EXERCISE OBJECTIVE: In the data below, which lines hold the word "form"? Copy them.

Segment Start: GIVEN ENTRIES

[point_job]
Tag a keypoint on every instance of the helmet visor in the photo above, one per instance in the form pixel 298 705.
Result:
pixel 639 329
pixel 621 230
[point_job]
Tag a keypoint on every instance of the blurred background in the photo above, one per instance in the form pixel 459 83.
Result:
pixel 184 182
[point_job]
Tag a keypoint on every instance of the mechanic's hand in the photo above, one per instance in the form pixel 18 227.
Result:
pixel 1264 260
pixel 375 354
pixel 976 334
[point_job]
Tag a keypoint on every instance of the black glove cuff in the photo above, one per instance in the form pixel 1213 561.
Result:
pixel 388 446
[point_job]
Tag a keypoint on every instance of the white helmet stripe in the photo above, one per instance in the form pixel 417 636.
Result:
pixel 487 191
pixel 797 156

Segment End: GIVEN ENTRIES

YOUR SOLUTION:
Tag a keypoint on every instance of the helmet visor in the photo above, one per instance in the form pixel 298 705.
Tag a keypoint on every instance of the blurred background in the photo above, one per instance in the form pixel 459 83.
Tag a keypoint on every instance of the mechanic's hand in the photo above, one per instance in the form pixel 18 227.
Tag a keypoint on every instance of the black glove cuff in the photo above, one per instance in the form pixel 1213 561.
Tag a keypoint on every instance of the white helmet stripe in the photo above, one per instance in the form pixel 417 636.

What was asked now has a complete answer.